==== Material shown ====

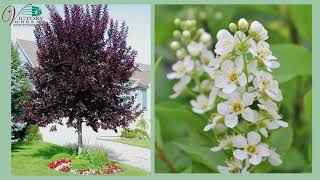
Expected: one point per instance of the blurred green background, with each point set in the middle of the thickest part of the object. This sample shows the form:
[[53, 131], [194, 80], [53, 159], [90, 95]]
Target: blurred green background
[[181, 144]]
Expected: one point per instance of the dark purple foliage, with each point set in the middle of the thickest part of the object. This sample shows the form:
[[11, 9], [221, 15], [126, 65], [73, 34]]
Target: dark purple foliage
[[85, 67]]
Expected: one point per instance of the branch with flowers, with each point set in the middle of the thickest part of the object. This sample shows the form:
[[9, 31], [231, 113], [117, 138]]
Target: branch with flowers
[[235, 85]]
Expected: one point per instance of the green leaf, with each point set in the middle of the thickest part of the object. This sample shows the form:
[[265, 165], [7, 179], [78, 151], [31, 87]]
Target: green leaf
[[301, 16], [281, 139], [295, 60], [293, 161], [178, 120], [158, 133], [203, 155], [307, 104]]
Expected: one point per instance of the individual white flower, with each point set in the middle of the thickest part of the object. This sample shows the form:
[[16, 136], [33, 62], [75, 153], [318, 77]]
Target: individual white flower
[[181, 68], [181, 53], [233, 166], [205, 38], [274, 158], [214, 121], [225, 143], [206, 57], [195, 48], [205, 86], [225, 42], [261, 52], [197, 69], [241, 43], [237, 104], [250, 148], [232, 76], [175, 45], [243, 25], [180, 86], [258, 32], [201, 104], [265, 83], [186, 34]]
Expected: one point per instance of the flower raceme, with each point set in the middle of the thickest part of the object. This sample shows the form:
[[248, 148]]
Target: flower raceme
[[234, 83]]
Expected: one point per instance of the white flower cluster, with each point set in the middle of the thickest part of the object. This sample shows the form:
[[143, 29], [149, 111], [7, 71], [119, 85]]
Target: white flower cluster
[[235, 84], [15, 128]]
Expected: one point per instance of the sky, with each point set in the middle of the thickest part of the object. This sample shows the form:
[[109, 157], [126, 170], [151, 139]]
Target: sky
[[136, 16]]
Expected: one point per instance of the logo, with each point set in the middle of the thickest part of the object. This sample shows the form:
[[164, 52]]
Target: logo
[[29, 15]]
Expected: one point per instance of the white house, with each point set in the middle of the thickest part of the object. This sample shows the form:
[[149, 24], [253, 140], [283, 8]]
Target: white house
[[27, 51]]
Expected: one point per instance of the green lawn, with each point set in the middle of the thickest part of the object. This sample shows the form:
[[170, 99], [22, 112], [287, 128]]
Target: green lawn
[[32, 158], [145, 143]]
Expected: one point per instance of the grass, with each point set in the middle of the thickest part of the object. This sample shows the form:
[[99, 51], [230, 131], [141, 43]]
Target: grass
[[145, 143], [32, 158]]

====
==== Material shown ====

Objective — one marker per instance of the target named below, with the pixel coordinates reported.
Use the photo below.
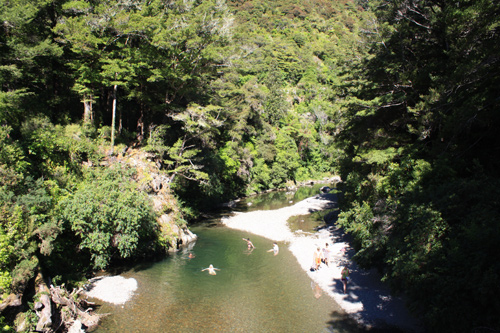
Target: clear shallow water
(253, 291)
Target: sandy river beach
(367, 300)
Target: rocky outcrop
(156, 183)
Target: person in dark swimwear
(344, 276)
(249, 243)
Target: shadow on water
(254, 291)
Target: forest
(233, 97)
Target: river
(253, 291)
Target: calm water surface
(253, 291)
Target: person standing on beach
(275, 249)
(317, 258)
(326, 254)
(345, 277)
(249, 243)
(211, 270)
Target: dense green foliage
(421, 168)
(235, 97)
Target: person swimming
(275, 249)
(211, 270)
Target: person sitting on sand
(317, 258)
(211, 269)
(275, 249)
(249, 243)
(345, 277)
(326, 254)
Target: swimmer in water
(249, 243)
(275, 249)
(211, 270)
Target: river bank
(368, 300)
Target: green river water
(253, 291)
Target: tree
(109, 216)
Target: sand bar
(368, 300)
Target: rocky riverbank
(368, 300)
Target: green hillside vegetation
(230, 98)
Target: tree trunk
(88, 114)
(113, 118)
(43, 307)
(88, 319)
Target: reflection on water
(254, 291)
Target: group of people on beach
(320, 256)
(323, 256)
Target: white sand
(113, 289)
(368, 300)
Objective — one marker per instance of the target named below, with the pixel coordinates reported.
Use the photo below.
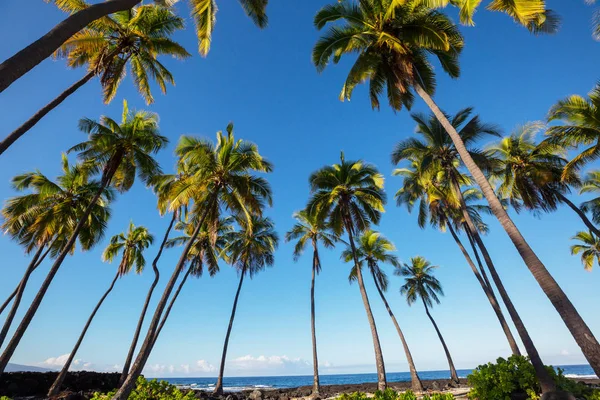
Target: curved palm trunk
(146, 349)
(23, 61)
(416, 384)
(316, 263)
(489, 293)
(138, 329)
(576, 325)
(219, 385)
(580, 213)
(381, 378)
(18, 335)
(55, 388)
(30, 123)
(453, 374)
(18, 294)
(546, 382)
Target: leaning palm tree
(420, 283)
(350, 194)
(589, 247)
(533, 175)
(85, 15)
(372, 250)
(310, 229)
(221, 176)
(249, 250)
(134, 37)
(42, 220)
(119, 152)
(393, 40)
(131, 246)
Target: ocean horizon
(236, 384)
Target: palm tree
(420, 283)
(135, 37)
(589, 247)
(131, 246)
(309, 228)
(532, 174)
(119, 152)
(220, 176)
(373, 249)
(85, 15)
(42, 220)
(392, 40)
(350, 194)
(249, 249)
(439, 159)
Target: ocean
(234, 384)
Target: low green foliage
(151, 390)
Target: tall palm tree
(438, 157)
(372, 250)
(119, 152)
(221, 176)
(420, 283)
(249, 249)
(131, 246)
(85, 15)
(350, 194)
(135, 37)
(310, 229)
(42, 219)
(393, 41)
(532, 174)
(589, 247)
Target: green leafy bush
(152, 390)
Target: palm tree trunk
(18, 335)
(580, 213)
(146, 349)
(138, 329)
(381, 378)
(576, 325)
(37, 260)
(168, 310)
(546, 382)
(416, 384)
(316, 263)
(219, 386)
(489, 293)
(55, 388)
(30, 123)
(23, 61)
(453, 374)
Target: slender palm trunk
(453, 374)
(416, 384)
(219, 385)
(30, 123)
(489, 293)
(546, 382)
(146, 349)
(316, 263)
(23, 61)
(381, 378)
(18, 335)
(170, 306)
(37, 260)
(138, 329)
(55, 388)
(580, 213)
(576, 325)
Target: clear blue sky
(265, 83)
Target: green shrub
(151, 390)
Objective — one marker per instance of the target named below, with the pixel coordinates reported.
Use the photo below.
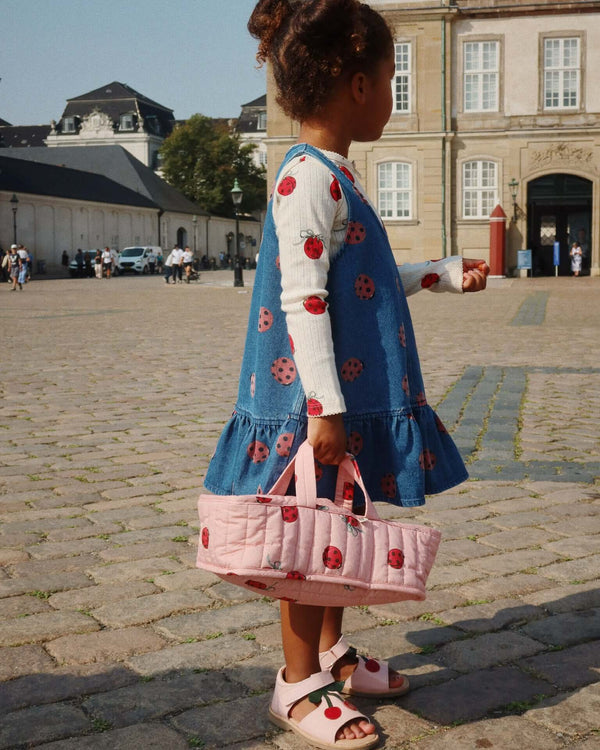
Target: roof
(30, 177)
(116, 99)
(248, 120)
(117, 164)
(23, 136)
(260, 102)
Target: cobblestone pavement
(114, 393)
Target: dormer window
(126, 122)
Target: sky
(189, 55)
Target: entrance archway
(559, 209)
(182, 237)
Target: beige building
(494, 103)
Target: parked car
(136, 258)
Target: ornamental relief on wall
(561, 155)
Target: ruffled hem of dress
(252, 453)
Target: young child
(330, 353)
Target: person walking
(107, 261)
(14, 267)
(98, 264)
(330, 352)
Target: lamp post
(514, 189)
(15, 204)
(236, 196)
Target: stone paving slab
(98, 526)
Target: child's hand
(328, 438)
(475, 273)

====

## Activity
Among the entries above, find the line with "Expected: one point per instance of the sky, with" and the line with "[[170, 99], [22, 112], [287, 128]]"; give again exactly these two lines and all lines between them.

## Response to the task
Expected: one point per instance of the sky, with each point set in the middle of the thickest part of the object. This sample shows the form:
[[109, 157], [126, 170], [151, 139]]
Target: sky
[[136, 16]]
Expected: one point per instance of the logo, with each point set in the middle of the thickest part of the object. This sample shows the form:
[[164, 52]]
Target: logo
[[29, 15]]
Expected: one point per instance of the white house, with each point set in the middle of the thickest part of the object. This sample shows the form:
[[149, 24], [253, 140], [283, 8]]
Target: white house
[[27, 51]]
Expected: one point per instance of the green lawn, with each point set in the middle of the thickest part of the object. This sample shows the form:
[[170, 99], [22, 112], [287, 128]]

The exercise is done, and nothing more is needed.